MATERIAL start

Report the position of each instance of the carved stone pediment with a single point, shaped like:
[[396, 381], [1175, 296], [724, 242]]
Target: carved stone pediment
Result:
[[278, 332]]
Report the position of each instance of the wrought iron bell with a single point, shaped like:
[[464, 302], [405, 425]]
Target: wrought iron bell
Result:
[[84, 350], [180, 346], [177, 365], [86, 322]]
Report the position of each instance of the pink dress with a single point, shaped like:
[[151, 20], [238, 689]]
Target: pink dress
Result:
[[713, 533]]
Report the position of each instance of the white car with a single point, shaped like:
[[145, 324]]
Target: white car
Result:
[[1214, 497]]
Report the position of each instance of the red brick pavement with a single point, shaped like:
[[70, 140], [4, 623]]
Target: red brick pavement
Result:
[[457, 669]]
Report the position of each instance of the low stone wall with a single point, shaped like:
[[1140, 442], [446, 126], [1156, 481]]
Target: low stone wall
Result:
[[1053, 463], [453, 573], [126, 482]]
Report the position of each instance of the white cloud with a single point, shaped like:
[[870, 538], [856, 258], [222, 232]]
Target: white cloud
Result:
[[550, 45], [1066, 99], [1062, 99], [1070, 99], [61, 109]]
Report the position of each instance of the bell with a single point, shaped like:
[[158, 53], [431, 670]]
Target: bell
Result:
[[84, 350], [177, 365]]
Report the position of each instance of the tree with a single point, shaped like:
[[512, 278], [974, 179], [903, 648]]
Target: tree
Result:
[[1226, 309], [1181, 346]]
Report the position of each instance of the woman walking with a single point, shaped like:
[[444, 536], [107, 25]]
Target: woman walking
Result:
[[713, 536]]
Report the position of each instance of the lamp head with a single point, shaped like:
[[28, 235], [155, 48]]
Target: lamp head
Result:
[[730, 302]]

MATERIAL end

# SHORT PROBLEM
Update the data above by changing every "Result" to "Output" and leave everything else as it is.

# EXERCISE ANSWER
Report the position of each instance of the carved stone pediment with a single point, shaped like:
[[396, 381], [1175, 296], [724, 242]]
Target: carved stone pediment
Output:
[[278, 332]]
Report the position of each instance of the wrought iron bell with a single point, shaped like:
[[464, 302], [405, 425]]
Target: wrought iron bell
Output:
[[84, 350], [180, 346], [177, 365], [86, 322]]
Report the position of each instance of the pink dress with a single point, shaped like:
[[151, 20], [238, 689]]
Target: pink dress
Output:
[[713, 533]]
Report the position of each instance of the white car with a single point, shaped like:
[[145, 324]]
Target: white car
Output:
[[1214, 497]]
Report the position of each instance of the red brick pavement with a single point, shaped like:
[[70, 140], [4, 623]]
Target: red brick pavement
Output:
[[457, 669]]
Report the position of each instance of the low stone wall with a single point, shaped like:
[[1140, 442], [446, 126], [1156, 481]]
Target: low stone wall
Output:
[[1053, 463], [453, 573], [126, 482]]
Report the position of each instance of the white cloud with a single point, shaped like:
[[870, 538], [856, 258], [222, 232]]
Target: white cloud
Output:
[[550, 45], [1066, 99], [1062, 99], [1070, 99], [61, 109]]
Report the position of each instance of the bell with a single point, shaped like:
[[158, 53], [431, 670]]
Target: bell
Output:
[[84, 350], [177, 365]]
Report the position of each instance of the tree with a single point, shaped like:
[[512, 278], [974, 179], [903, 648]]
Target: tree
Output:
[[1226, 309], [1181, 346]]
Report the position of each instance of the woman walking with a single point, shaped like:
[[444, 536], [107, 25]]
Target: woman walking
Output:
[[713, 536]]
Report the position of each instance of the lamp head with a single point, shaped like:
[[28, 235], [155, 48]]
Target: lamp head
Output:
[[730, 302]]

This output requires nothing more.